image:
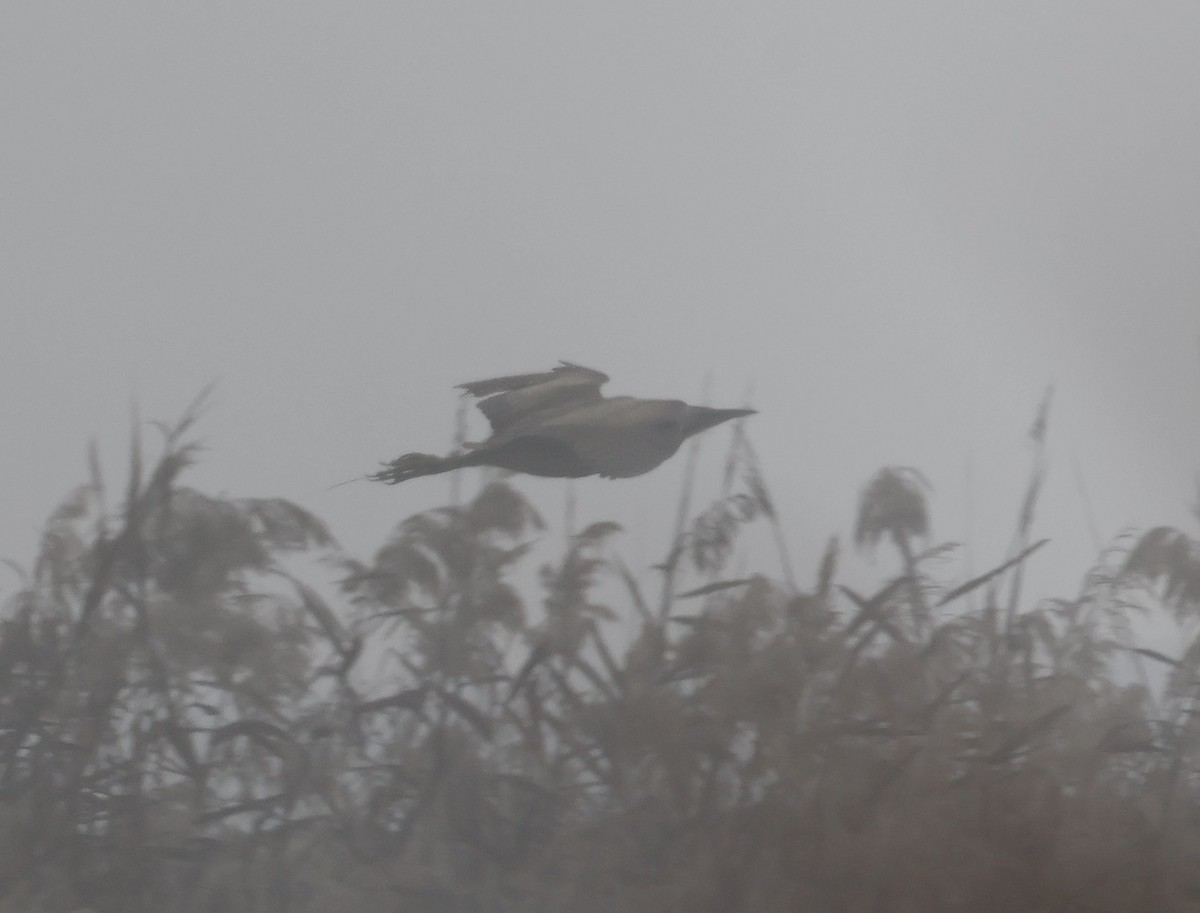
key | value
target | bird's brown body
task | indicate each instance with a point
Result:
(557, 425)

| Task |
Return each of the entries above word for word, leaving the pictures out.

| Exercise output |
image:
key | value
target | bird's brown body
task | indicate each instance with a point
Result:
(557, 425)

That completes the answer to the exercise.